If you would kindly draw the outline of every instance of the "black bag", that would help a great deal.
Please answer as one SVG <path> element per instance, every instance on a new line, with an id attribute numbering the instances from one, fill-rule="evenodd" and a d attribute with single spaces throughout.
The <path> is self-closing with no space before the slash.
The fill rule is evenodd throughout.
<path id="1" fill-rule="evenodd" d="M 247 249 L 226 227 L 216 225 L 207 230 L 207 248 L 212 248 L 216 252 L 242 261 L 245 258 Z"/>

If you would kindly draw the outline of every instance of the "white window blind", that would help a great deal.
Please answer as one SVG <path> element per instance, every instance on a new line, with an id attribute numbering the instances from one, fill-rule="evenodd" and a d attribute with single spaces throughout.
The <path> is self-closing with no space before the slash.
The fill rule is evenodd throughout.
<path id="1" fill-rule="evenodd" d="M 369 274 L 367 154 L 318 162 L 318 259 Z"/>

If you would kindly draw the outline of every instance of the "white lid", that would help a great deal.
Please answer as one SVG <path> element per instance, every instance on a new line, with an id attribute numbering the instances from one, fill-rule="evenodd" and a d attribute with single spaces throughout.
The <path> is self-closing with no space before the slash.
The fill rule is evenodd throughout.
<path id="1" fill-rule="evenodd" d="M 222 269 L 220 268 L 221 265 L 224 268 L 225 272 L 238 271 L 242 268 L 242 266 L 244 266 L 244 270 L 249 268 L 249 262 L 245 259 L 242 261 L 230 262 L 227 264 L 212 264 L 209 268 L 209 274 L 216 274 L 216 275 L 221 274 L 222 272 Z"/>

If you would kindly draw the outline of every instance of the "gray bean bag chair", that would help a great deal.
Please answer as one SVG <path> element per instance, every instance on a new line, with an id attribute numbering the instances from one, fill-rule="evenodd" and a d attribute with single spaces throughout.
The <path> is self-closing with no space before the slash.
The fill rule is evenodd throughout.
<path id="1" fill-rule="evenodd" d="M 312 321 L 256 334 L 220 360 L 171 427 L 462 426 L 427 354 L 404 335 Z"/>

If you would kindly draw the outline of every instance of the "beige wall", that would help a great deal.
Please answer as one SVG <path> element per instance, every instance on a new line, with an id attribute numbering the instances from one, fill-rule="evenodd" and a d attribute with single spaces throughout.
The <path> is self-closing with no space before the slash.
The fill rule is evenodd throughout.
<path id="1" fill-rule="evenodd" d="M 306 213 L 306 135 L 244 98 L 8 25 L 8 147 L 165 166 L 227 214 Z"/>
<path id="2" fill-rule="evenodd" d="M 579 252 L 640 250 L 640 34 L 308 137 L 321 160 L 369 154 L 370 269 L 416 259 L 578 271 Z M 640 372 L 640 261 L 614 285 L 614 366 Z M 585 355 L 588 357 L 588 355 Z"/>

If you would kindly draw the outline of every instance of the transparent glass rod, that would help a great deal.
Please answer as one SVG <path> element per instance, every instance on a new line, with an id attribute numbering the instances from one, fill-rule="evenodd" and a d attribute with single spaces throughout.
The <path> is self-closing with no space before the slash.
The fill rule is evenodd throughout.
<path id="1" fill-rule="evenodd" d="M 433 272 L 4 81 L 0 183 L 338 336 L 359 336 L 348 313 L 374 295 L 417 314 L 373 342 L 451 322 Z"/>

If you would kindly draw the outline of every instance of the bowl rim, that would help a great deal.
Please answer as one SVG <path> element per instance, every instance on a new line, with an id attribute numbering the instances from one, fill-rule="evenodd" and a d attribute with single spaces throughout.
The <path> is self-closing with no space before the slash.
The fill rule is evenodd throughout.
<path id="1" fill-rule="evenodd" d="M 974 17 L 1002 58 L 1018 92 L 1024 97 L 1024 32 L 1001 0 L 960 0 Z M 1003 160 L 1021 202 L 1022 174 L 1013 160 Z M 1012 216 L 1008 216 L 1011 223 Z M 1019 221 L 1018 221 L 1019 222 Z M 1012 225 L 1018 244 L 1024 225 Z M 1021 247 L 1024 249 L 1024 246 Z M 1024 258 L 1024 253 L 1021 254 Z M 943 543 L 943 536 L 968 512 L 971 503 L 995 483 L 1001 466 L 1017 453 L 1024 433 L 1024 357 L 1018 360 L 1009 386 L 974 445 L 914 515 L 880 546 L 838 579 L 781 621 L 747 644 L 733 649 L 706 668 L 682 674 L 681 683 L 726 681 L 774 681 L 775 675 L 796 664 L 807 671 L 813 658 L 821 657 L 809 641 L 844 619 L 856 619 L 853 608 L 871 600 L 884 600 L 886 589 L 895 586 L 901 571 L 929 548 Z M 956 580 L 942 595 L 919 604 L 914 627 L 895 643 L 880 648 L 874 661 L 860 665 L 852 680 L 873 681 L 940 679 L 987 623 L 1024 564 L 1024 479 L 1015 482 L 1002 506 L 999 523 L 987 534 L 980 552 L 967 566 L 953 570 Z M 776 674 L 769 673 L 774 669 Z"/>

**Requirement**
Retype the entries exactly, including every line.

**Task solution**
If you would kindly draw the outline of every instance of the "black bag", that would help a great deal.
Please answer as one SVG <path> element per instance, every instance on a new line, with an id attribute numbering the instances from one, fill-rule="evenodd" and a d attribute with single spaces throughout.
The <path> is self-closing with no space before the slash.
The fill rule is evenodd throughout.
<path id="1" fill-rule="evenodd" d="M 247 249 L 226 227 L 216 225 L 207 230 L 207 248 L 212 248 L 216 252 L 242 261 L 245 258 Z"/>

If you would kindly draw the outline of every instance of the "white window blind", that would help a great deal.
Please answer as one SVG <path> element per instance, every instance on a new line, with an id attribute numbering the instances from one, fill-rule="evenodd" and a d attribute with single spaces throughout.
The <path> is self-closing with no space before the slash.
The fill rule is evenodd throughout.
<path id="1" fill-rule="evenodd" d="M 369 274 L 367 154 L 318 162 L 318 259 Z"/>

If you would kindly draw the outline of every instance of the "white lid", that would help a great deal.
Please answer as one SVG <path> element per instance, every instance on a new line, with an id attribute numbering the instances from one, fill-rule="evenodd" and a d attribute with single spaces throughout.
The <path> is self-closing with no space before the slash.
The fill rule is evenodd throughout.
<path id="1" fill-rule="evenodd" d="M 222 269 L 220 268 L 221 265 L 224 268 L 225 272 L 238 271 L 242 268 L 242 266 L 244 266 L 244 270 L 249 268 L 249 262 L 245 259 L 242 261 L 230 262 L 227 264 L 212 264 L 209 268 L 209 274 L 216 274 L 216 275 L 221 274 L 222 272 Z"/>

If you would kindly draw the outline of every instance of the "gray bean bag chair", that would help a great deal.
Please answer as one SVG <path> element per instance, every instance on a new line, with an id attribute numbering the instances from one, fill-rule="evenodd" and a d attribute with single spaces throughout.
The <path> is self-closing with no space before the slash.
The fill rule is evenodd throughout.
<path id="1" fill-rule="evenodd" d="M 312 321 L 256 334 L 220 360 L 171 427 L 462 426 L 427 354 L 404 335 Z"/>

If you would kindly draw the outline of every instance of the "beige wall", that would help a great deal.
Please answer as one SVG <path> element per instance, every instance on a new line, with an id attribute numbering the instances from one, fill-rule="evenodd" and a d attribute with single spaces throughout.
The <path> is self-closing with no space before the slash.
The fill rule is evenodd throughout.
<path id="1" fill-rule="evenodd" d="M 306 213 L 306 135 L 244 98 L 8 25 L 8 147 L 165 166 L 227 214 Z"/>
<path id="2" fill-rule="evenodd" d="M 579 252 L 640 250 L 640 34 L 308 137 L 321 160 L 369 154 L 370 269 L 416 259 L 578 271 Z M 640 372 L 640 261 L 614 285 L 614 366 Z M 585 355 L 588 357 L 588 355 Z"/>

If you would kindly draw the outline of every instance of the transparent glass rod, that would help a great deal.
Please answer as one SVG <path> element per instance, every instance on a new line, with an id attribute numbering the instances from one, fill-rule="evenodd" and a d attribute with single spaces throughout.
The <path> is self-closing with no space before the slash.
The fill rule is evenodd throughout.
<path id="1" fill-rule="evenodd" d="M 433 272 L 4 81 L 0 183 L 338 336 L 359 336 L 348 313 L 374 295 L 417 314 L 373 342 L 451 322 Z"/>

If you would kindly draw the outline of every instance of the bowl rim, that would help a great deal.
Please answer as one SVG <path> element per instance, every instance on a new line, with an id attribute numbering the instances from one, fill-rule="evenodd" and a d attribute with single spaces throughout.
The <path> is self-closing with no space before the slash.
The fill rule is evenodd throughout.
<path id="1" fill-rule="evenodd" d="M 974 17 L 1002 58 L 1018 92 L 1024 97 L 1024 32 L 1001 0 L 960 0 Z M 1003 160 L 1021 202 L 1022 174 L 1013 160 Z M 1012 216 L 1008 216 L 1011 223 Z M 1019 221 L 1018 221 L 1019 222 Z M 1012 225 L 1018 244 L 1024 225 Z M 1021 247 L 1024 249 L 1024 246 Z M 1024 258 L 1024 253 L 1021 254 Z M 943 543 L 943 536 L 968 512 L 971 503 L 995 483 L 1001 466 L 1017 453 L 1024 433 L 1024 357 L 1018 360 L 1009 386 L 974 445 L 914 515 L 880 546 L 838 579 L 781 621 L 747 644 L 733 649 L 706 668 L 682 674 L 681 683 L 726 681 L 774 681 L 775 675 L 796 664 L 807 671 L 813 658 L 821 657 L 809 641 L 844 619 L 856 619 L 853 608 L 871 600 L 884 600 L 886 589 L 895 586 L 901 571 L 929 548 Z M 956 580 L 942 595 L 919 604 L 914 627 L 895 643 L 880 648 L 874 661 L 860 665 L 852 680 L 873 681 L 940 679 L 987 623 L 1024 564 L 1024 479 L 1015 482 L 1002 506 L 999 523 L 987 534 L 980 552 L 967 566 L 953 570 Z M 776 674 L 769 673 L 774 669 Z"/>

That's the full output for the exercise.